Please show every line of the data below that contains the word "blue", copying each line in full.

[Start Provided data]

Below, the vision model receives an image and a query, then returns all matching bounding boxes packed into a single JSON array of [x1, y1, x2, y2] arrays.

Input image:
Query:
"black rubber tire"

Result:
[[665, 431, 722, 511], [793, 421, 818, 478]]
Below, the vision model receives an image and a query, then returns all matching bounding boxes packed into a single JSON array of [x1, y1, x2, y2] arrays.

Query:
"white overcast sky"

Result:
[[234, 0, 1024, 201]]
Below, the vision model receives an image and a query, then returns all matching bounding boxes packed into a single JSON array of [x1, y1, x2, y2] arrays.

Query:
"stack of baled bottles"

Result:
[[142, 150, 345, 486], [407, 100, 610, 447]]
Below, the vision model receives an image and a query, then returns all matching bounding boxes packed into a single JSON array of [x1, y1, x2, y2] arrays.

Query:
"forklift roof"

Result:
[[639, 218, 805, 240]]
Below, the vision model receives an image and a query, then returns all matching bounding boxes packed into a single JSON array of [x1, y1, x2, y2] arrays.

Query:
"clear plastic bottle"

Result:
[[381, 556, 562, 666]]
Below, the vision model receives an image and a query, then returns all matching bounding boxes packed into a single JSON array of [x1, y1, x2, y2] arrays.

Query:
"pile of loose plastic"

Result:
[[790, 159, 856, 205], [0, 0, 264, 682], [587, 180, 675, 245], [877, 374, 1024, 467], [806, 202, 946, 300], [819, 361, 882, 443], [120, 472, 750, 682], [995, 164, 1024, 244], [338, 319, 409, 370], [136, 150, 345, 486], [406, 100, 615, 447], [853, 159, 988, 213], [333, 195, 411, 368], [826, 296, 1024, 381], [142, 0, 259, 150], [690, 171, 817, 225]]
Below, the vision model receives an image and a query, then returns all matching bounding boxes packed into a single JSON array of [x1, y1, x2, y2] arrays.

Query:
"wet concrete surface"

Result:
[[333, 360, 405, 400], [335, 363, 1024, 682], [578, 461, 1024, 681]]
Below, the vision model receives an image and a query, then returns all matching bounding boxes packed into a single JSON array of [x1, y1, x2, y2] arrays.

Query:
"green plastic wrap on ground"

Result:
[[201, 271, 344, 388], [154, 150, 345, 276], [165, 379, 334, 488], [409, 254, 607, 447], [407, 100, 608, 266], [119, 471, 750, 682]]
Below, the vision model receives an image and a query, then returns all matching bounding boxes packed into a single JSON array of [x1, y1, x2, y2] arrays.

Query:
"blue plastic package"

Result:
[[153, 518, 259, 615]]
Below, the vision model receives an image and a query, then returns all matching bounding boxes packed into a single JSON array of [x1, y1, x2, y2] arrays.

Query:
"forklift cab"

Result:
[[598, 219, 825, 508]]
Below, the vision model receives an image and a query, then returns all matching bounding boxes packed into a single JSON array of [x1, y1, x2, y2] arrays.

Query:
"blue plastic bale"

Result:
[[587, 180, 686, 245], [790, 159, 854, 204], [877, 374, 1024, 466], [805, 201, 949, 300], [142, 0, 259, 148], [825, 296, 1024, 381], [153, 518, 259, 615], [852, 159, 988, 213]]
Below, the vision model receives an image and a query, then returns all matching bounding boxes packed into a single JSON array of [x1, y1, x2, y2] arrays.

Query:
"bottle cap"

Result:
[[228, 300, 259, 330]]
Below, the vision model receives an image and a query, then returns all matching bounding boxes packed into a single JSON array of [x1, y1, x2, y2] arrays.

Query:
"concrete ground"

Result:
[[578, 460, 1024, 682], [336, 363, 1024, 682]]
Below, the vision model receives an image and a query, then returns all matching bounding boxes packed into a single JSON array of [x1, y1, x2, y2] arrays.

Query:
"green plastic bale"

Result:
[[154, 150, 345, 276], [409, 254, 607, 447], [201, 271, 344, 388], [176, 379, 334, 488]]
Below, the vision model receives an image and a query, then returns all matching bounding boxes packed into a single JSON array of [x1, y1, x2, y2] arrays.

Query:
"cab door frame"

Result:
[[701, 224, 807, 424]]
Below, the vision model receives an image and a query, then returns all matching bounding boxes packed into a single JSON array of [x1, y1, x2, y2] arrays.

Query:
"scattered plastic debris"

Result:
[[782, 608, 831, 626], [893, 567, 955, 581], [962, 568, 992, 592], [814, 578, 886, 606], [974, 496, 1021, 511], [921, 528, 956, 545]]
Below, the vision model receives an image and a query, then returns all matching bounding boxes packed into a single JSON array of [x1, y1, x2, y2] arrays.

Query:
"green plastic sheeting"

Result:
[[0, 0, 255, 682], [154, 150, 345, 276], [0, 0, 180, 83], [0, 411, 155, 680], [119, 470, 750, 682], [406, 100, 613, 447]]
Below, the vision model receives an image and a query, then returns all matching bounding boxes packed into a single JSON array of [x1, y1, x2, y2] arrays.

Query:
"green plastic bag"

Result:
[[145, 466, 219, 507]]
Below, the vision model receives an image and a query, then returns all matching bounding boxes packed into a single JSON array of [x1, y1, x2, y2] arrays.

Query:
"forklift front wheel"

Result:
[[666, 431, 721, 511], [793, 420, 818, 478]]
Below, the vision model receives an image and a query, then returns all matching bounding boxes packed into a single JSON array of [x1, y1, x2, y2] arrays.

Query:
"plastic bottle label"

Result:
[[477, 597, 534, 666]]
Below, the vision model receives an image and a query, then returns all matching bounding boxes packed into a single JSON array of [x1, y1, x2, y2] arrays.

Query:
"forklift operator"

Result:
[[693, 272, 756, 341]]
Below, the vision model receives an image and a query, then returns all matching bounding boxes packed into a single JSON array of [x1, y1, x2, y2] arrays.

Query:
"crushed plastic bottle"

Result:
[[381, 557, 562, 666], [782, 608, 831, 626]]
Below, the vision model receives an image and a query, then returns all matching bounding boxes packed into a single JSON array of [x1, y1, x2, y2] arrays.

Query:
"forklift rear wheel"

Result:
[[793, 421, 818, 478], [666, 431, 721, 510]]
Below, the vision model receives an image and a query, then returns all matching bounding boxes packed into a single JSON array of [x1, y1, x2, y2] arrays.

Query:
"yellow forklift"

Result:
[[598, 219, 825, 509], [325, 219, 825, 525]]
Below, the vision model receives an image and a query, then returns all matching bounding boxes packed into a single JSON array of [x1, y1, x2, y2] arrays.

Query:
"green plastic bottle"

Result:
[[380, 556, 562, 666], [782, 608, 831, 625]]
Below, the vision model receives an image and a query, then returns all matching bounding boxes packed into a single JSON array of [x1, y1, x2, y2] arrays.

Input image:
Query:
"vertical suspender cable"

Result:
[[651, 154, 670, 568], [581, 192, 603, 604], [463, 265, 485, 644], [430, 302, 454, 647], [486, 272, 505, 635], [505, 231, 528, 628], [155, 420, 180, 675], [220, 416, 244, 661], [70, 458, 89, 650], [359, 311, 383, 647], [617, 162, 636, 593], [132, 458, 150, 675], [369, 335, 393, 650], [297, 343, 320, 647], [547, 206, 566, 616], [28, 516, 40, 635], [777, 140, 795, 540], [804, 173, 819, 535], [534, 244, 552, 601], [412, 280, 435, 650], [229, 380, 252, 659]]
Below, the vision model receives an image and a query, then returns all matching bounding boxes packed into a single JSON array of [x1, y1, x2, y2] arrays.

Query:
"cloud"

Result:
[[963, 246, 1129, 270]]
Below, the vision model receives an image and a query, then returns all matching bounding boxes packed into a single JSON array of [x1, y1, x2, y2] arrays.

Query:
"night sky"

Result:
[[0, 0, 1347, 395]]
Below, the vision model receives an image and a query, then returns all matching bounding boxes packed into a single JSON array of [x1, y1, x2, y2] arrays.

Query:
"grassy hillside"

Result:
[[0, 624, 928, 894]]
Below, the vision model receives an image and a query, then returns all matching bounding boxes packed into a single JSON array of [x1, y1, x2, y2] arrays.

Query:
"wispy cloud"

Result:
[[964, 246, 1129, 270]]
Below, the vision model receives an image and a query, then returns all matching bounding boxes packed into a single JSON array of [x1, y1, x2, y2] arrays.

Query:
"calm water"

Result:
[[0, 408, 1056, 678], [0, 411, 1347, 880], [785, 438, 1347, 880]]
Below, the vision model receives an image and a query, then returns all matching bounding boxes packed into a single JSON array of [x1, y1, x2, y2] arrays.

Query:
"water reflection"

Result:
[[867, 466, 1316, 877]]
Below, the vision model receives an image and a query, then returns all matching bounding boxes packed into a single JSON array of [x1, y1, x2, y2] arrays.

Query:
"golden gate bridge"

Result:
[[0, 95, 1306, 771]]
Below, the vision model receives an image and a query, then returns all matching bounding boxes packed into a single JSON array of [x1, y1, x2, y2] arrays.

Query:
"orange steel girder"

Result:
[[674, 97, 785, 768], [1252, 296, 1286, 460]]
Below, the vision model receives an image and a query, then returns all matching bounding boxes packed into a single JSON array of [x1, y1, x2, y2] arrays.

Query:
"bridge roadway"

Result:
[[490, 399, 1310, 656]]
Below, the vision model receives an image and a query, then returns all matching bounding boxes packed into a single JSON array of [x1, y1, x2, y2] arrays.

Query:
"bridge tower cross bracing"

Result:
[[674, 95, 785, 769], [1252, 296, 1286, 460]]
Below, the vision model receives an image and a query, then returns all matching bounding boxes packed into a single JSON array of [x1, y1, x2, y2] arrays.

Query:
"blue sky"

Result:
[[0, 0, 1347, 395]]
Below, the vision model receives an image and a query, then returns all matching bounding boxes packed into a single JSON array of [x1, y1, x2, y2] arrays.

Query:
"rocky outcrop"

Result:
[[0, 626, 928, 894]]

[End Provided data]

Answer to this problem:
"blue plastic package"
"blue plastic bale"
"blue sky"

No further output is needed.